--- Image region labeling records ---
—————

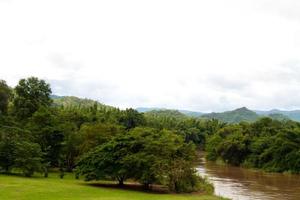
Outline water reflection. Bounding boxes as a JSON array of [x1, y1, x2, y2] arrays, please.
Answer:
[[198, 156, 300, 200]]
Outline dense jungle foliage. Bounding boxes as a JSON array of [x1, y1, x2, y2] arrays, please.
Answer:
[[0, 77, 300, 192]]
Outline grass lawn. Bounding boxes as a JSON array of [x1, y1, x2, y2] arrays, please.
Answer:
[[0, 174, 226, 200]]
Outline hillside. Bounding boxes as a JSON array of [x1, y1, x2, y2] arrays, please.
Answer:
[[255, 109, 300, 121], [145, 109, 187, 119], [51, 95, 113, 109], [202, 107, 259, 123]]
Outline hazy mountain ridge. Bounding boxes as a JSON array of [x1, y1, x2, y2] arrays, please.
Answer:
[[51, 95, 114, 109], [137, 107, 300, 123], [51, 95, 300, 123]]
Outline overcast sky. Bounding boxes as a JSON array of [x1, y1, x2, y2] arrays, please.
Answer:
[[0, 0, 300, 111]]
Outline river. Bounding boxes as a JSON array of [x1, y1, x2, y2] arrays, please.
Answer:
[[197, 155, 300, 200]]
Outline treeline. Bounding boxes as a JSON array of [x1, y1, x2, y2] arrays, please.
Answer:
[[0, 77, 216, 192], [206, 118, 300, 173]]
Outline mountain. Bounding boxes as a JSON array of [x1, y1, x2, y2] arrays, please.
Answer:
[[145, 109, 187, 119], [255, 109, 300, 121], [202, 107, 259, 123], [51, 95, 113, 109], [136, 107, 205, 117]]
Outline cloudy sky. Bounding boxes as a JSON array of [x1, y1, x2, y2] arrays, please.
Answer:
[[0, 0, 300, 111]]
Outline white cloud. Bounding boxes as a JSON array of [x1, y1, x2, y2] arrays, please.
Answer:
[[0, 0, 300, 111]]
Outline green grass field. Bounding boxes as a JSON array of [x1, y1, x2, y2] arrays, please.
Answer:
[[0, 174, 222, 200]]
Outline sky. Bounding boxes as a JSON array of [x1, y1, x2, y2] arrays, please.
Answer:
[[0, 0, 300, 112]]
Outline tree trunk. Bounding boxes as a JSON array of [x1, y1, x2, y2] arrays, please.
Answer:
[[117, 177, 124, 187]]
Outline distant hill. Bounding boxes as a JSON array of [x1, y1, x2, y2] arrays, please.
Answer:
[[145, 109, 187, 119], [137, 107, 294, 123], [51, 95, 300, 123], [255, 109, 300, 121], [51, 95, 113, 109], [202, 107, 259, 123], [136, 107, 205, 117]]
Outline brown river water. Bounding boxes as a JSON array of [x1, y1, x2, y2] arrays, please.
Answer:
[[197, 155, 300, 200]]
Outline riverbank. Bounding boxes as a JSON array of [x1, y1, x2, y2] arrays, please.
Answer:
[[0, 174, 224, 200], [197, 157, 300, 200]]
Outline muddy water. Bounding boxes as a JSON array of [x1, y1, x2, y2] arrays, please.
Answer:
[[198, 158, 300, 200]]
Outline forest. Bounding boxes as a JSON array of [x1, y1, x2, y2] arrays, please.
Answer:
[[0, 77, 300, 193]]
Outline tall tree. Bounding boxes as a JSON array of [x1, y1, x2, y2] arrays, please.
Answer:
[[13, 77, 52, 119], [0, 80, 11, 115]]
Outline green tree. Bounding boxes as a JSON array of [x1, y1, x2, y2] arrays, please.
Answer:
[[0, 80, 11, 116], [119, 108, 145, 130], [13, 77, 52, 120], [14, 141, 43, 177]]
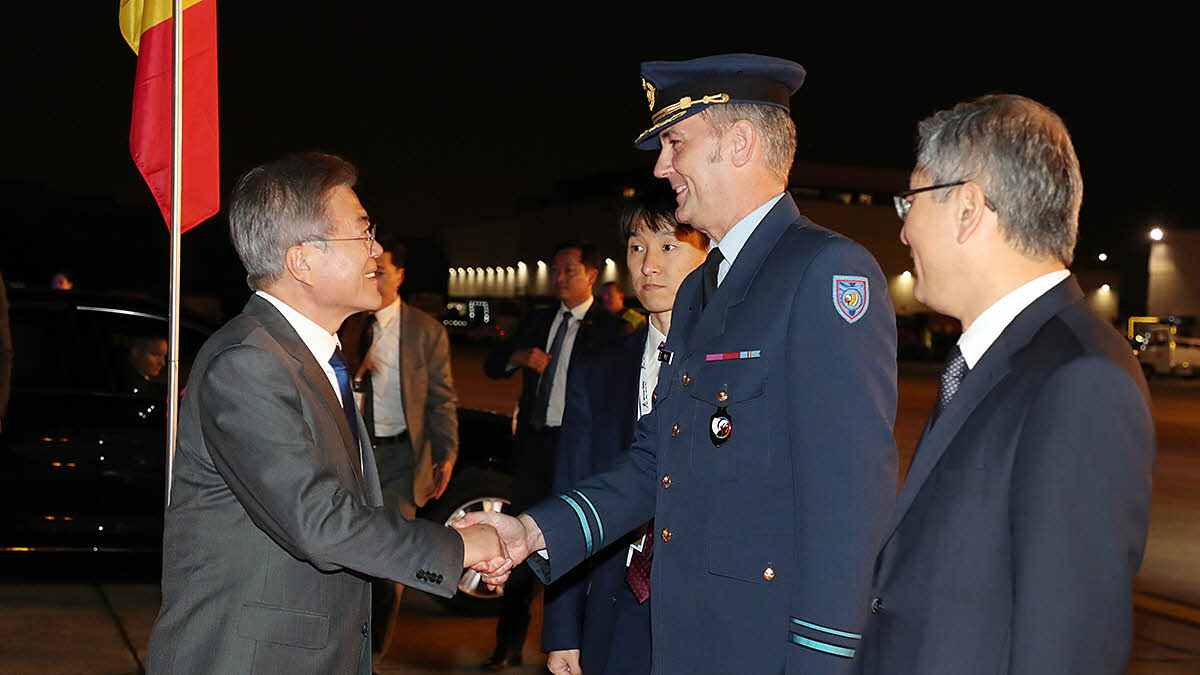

—————

--- Instructions to follow ---
Please edit the records from the line with "Outline tree trunk." up to and including the line with "[[117, 177, 124, 187]]", replacing "tree trunk" with "tree stump" and leaving everything else unchanged; give only those lines.

--- Result of the exercise ---
Outline tree stump. Bounding boxes as a JSON array of [x1, y1, x2, y2] arrays, please.
Answer:
[[117, 177, 124, 187]]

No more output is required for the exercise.